* To do
The reply should contain every entry below exactly as written, with no images.

* Data extracted from a collection
········
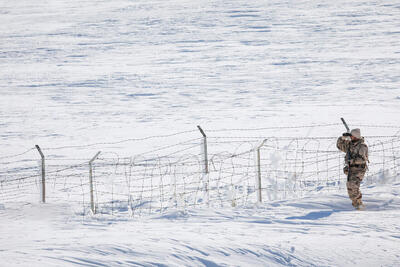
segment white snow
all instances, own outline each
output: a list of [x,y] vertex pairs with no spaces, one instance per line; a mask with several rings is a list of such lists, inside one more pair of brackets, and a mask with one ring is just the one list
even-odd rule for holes
[[261,206],[169,211],[140,219],[85,217],[68,205],[0,210],[2,266],[395,266],[400,183]]
[[[400,265],[398,147],[389,143],[382,147],[393,154],[371,155],[370,174],[379,175],[361,187],[361,212],[343,183],[290,196],[264,192],[263,204],[253,192],[236,207],[222,200],[207,207],[208,196],[196,195],[203,205],[182,208],[187,199],[175,197],[178,208],[139,216],[126,207],[90,215],[73,202],[88,196],[86,164],[97,151],[104,162],[143,160],[161,152],[142,153],[197,138],[199,153],[197,125],[217,160],[270,136],[338,136],[340,117],[367,137],[399,135],[399,18],[394,0],[0,1],[0,266]],[[335,149],[318,142],[307,145]],[[35,144],[54,181],[46,204],[38,203],[37,180],[7,183],[38,175]],[[298,168],[297,158],[284,163],[286,146],[281,154],[265,149],[263,160]],[[68,176],[51,174],[82,162]],[[388,162],[396,171],[386,171]],[[115,185],[126,177],[98,171]],[[255,170],[246,172],[254,182]],[[199,187],[215,186],[206,184],[215,177]],[[67,182],[82,192],[65,190]],[[221,195],[242,193],[230,187]]]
········
* Your solution
segment white snow
all instances, own outline each
output: a list of [x,y] vertex pairs with no spaces, one instance per line; a mask with several rings is a list of such lists, inside one more pair of brackets, and a mask with one ring is just the one list
even-odd rule for holes
[[261,206],[169,211],[140,219],[85,217],[68,205],[0,210],[2,266],[395,266],[400,183]]
[[[400,265],[398,147],[389,143],[382,147],[393,154],[371,155],[370,174],[379,175],[361,187],[361,212],[343,183],[290,196],[264,192],[263,204],[253,192],[236,207],[222,200],[207,207],[208,196],[196,195],[203,205],[182,208],[187,199],[175,197],[178,208],[139,216],[126,207],[90,215],[73,202],[88,196],[86,164],[97,151],[104,162],[143,160],[161,152],[142,153],[197,138],[199,153],[197,125],[217,160],[270,136],[338,136],[340,117],[367,137],[399,135],[399,18],[394,0],[0,1],[0,266]],[[335,149],[318,142],[307,145]],[[35,144],[54,181],[46,204],[38,203],[37,180],[7,183],[38,175]],[[298,168],[297,158],[284,163],[286,146],[281,154],[265,149],[263,160]],[[68,176],[51,174],[82,162]],[[388,162],[396,171],[386,171]],[[115,185],[126,177],[98,171]],[[255,170],[246,172],[254,182]],[[199,187],[215,186],[206,184],[215,177]],[[67,182],[82,192],[65,190]],[[221,195],[242,193],[230,187]]]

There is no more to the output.